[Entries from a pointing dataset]
* * * * * * * * *

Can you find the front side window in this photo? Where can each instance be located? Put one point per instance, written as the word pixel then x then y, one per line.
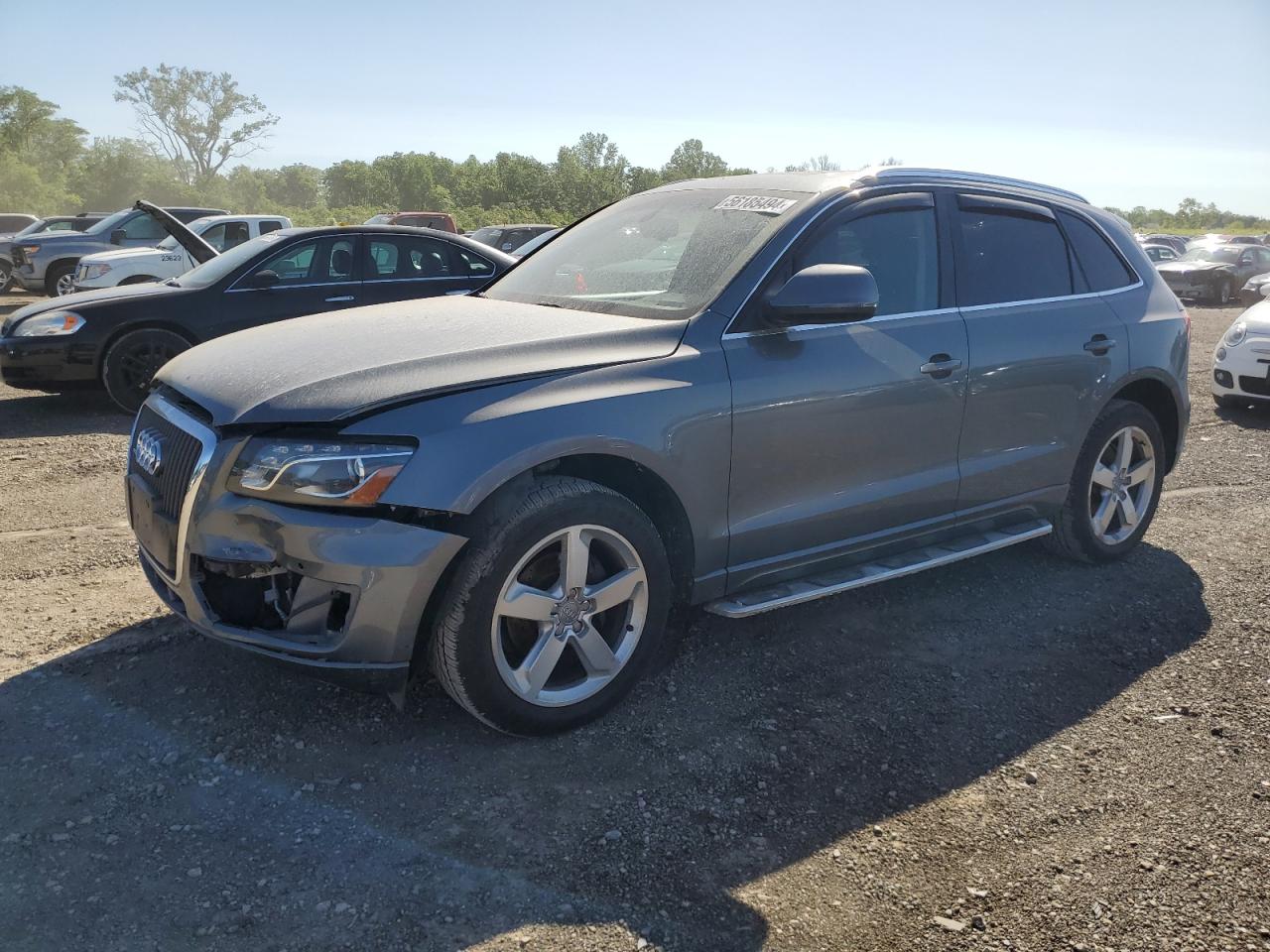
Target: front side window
pixel 295 264
pixel 1010 258
pixel 899 248
pixel 405 257
pixel 1102 268
pixel 144 229
pixel 658 254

* * * * * * * * *

- _GIVEN INSTRUCTION_: Put each line of the data above into a Markdown table with the columns Row and Line, numbering the rows and skipping blank lines. Leave the pictures out.

- _THE COMPLETED TASK_:
| Row | Line |
|---|---|
| 1 | Can you find the front side window in this photo? Where can each instance be located? Put one point per instance, written as the word pixel then x then y, one per line. |
| 2 | Target: front side window |
| 3 | pixel 295 264 |
| 4 | pixel 1010 258 |
| 5 | pixel 899 248 |
| 6 | pixel 405 257 |
| 7 | pixel 1102 268 |
| 8 | pixel 144 229 |
| 9 | pixel 658 254 |